Give the records again exactly. Pictures do not belong in the copy.

[Dataset entries]
◇ ◇ ◇ ◇
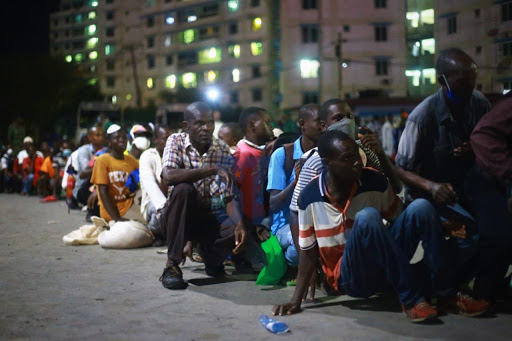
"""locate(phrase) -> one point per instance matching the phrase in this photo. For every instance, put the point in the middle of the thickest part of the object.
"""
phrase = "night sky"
(25, 26)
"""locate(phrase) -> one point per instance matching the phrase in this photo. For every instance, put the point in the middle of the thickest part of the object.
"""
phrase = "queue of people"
(329, 195)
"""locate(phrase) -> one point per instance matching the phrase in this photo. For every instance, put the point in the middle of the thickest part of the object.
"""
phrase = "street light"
(212, 94)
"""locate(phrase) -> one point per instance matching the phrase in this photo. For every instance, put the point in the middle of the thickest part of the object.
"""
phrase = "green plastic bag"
(276, 266)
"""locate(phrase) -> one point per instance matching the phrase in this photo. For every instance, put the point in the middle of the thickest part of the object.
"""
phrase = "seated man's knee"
(368, 214)
(423, 206)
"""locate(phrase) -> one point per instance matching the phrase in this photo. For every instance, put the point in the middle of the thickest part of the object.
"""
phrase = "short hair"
(246, 115)
(308, 110)
(192, 109)
(446, 57)
(326, 143)
(324, 109)
(235, 130)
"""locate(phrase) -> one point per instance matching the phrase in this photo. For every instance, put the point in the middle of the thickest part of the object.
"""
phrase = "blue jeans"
(375, 255)
(284, 237)
(27, 184)
(488, 198)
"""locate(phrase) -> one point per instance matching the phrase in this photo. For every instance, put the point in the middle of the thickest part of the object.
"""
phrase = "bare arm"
(442, 193)
(174, 176)
(86, 173)
(307, 266)
(112, 210)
◇ ◇ ◇ ◇
= ANSWER BOX =
"""locate(phrase) -> one point per instance matching the phrase in this photo. For every instance, put the point in the middle of the thickest part of the object.
"""
phrase = "night sky"
(25, 26)
"""locate(phrase) -> one point per instance matching the phrase in this photo. For every instance, put the point in the middle of the thickest part of the object.
"""
phrase = "queue of people"
(329, 195)
"""locate(phrase) -> one point per instance matching the phrase in this photo. For every instance, put the point in the middle of the thickest part of the object.
"""
phrase = "street light"
(212, 94)
"""locate(phrase) -> one point per instance matching the phrase in this photo. For every instance, put the point in the middle of the thickest part of the object.
"""
phrase = "green plastic bag"
(276, 266)
"""locate(phrase) -> one point per instance matching the phrase in this photo. For every instance, put the point in the middle of the thickest part of the object.
"""
phrase = "seated man's knee"
(368, 214)
(423, 206)
"""locate(phrase) -> one point per instance matching the phrase in this photo. For every instance, put the point in the middle of the thickest part of the object.
"""
phrase = "short hair"
(246, 115)
(308, 110)
(192, 109)
(446, 57)
(326, 143)
(324, 109)
(235, 130)
"""locate(phrase) -> one point per instance matching the phrase in this photo. For every instance, put the point in the middle of the thickest part of the object.
"""
phrase = "blue jeans"
(375, 255)
(284, 237)
(27, 184)
(488, 198)
"""locate(phrase) -> one point per instance matching the phrase in this photo. For every instance, put the point in the middle of the thickest part of the object.
"""
phrase = "bare arm"
(442, 193)
(174, 176)
(86, 173)
(307, 266)
(112, 210)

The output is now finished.